- Source passage -
******************************

Ligation products were purified by agarose gel electrophoresis (2% agarose, 120 V for 120 min). A narrow size range of predominantly 200- bp fragments was excised from the gel, and the products isolated with a QIAquick Gel Extraction kit without heating. PCR products were further purified with a QIAquick PCR Purification Kit and quantified using a DNA 1000 chip on an Agilent BioAnalyzer 2100. Approximately 4 pmol per individual and 3 pmol of the PhiX control lane were sequenced for 36 × 2 cycles on an Illumina Genome Analyser (GAII) following the manufacturer’s instructions. Base calling was performed with Illumina software Pipeline 1.4 (Illumina, San Diego, CA, US).
Paired-end sequence reads were trimmed of low-quality data with a quality score limit of 0.01 and adaptor sequence in CLC Genomics Workbench 3.6.5 (http://www.clcbio.com) and reads of less than 15 base pairs (bp) in length were discarded. Trimmed short-read sequences were assembled using reference-guided assembly (read mapping) against a published rice chloroplast genome sequence (Genbank accession AY522330.1). Assembly was undertaken with CLC Genomics Workbench with the following short-read parameters: ungapped alignment; limit = 8; mismatch cost = 2. Match mode was random to allow for assembly of both inverted repeat regions and repetitive elements, and the conflict resolution mode was vote majority.

******************************

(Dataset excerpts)
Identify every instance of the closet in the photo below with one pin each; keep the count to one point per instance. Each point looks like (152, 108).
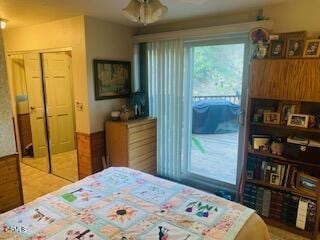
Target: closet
(43, 93)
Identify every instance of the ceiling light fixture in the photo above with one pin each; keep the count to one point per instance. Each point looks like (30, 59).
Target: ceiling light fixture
(3, 23)
(144, 11)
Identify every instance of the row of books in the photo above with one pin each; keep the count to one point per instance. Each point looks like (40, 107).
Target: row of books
(284, 207)
(267, 170)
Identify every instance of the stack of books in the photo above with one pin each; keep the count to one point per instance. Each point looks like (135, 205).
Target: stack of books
(284, 207)
(266, 170)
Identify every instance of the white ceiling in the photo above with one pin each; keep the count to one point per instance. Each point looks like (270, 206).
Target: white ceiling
(28, 12)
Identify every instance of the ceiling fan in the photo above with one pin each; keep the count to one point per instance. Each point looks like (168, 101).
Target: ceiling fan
(144, 11)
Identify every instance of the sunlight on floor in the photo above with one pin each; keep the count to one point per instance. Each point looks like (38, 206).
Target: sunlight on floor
(215, 156)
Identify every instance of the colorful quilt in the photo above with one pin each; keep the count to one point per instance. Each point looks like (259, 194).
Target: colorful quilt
(124, 204)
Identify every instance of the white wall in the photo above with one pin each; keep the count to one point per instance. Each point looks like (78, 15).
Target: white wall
(7, 139)
(66, 33)
(106, 41)
(296, 15)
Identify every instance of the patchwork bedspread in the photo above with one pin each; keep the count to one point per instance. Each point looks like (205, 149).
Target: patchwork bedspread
(124, 204)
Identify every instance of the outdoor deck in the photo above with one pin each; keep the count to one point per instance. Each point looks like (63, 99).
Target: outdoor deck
(213, 155)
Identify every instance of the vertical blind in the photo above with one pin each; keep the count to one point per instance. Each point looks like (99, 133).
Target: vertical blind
(166, 102)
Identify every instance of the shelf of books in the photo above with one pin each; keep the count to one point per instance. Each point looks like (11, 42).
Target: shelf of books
(282, 165)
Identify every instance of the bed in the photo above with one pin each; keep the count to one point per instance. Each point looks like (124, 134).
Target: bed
(124, 204)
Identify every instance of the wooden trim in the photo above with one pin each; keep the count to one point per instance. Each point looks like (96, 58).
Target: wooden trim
(204, 32)
(90, 151)
(16, 156)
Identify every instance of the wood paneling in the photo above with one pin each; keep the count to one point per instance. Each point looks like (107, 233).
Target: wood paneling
(24, 131)
(286, 79)
(91, 151)
(132, 144)
(10, 183)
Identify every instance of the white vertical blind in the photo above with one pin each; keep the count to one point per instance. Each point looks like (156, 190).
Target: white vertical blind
(166, 102)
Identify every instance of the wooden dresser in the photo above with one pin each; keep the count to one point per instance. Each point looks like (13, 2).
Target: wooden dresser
(133, 144)
(10, 183)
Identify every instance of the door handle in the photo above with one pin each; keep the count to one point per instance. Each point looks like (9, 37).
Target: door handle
(241, 118)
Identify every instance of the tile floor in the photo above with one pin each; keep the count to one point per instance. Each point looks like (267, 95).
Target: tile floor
(36, 183)
(63, 164)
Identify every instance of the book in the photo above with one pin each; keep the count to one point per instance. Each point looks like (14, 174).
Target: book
(266, 202)
(298, 140)
(302, 213)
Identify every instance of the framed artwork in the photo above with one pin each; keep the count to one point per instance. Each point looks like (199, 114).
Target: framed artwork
(286, 108)
(112, 79)
(298, 120)
(275, 179)
(312, 49)
(271, 118)
(295, 47)
(276, 49)
(307, 183)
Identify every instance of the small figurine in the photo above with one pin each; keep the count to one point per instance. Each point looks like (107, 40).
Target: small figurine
(277, 146)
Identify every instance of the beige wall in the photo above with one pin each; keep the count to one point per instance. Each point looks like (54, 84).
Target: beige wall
(296, 15)
(207, 21)
(7, 139)
(111, 42)
(66, 33)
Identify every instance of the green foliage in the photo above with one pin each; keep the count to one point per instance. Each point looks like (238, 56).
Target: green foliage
(218, 70)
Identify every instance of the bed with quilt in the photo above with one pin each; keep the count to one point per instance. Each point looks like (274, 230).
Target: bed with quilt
(124, 204)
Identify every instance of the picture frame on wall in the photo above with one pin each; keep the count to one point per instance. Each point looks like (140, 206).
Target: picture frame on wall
(271, 118)
(112, 79)
(286, 108)
(312, 49)
(295, 47)
(276, 49)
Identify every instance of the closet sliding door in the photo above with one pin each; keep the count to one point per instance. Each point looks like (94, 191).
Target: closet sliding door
(60, 114)
(31, 110)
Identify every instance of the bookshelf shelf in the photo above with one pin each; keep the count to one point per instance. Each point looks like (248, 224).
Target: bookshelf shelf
(273, 85)
(281, 126)
(281, 158)
(279, 224)
(284, 189)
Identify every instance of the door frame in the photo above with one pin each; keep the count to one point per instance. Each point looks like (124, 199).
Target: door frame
(12, 95)
(195, 179)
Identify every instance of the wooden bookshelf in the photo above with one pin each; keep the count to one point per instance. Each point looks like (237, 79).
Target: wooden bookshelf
(285, 127)
(278, 224)
(281, 158)
(271, 82)
(284, 189)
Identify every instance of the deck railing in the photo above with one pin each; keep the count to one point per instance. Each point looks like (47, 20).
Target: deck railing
(232, 98)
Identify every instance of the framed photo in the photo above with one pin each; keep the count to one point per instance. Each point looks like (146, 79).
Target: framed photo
(312, 49)
(286, 108)
(275, 179)
(307, 183)
(295, 47)
(276, 49)
(271, 118)
(249, 175)
(298, 120)
(112, 79)
(261, 142)
(259, 112)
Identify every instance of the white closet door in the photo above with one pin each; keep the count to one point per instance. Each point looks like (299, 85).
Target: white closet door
(59, 102)
(36, 105)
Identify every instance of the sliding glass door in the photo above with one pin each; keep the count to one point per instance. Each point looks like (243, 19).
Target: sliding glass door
(217, 73)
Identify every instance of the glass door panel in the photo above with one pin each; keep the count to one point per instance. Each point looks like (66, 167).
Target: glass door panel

******************************

- What to do -
1. Answer these questions from the sequencing methods passage:
(a) What voltage and running time were used for the agarose gel electrophoresis?
(b) Below what length were trimmed reads discarded?
(c) What Genbank accession identifies the rice chloroplast genome used for the reference-guided assembly?
2. Write the next part of the sequencing methods passage, beginning after its final sentence.
The records have no connection to the sequencing methods passage.

- Answers for each item -
1.
(a) 120 V for 120 min
(b) 15 base pairs (bp)
(c) AY522330.1

2.
Consensus sequences were exported to Geneious 4.7 (http://www.genious.com) and aligned using Mauve (Darling et al., 2004). The best fitting nucleotide substitution models were selected using Modeltest and MrModeltest (Posada and Crandall, 1998). Aligned data were analysed under MP and maximum likelihood (ML) criteria using the TVM+G model (G = 0.1158) in PAUP* (http://www.paup.csit.fsu.edu). Gaps were treated as missing data. Heuristic searches were conducted with 20 random addition replicates. and TBR branch swapping. M. stipoides was the outgroup in rooted trees with 1000 bootstrap replicates to evaluate nodal support. Bayesian phylogenetic analysis was conducted using MrBayes 3.1 (Ronquist and Huelsenbeck, 2004) using the GTR+I model (I = 0.73). Two independent runs of 1 × 106 Monte Carlo Markov Chains (MCMC) were performed following burn in of 1 × 105 MCMC, each starting with a different random tree. Nodal support for Bayesian consensus trees was evaluated by posterior probability distribution.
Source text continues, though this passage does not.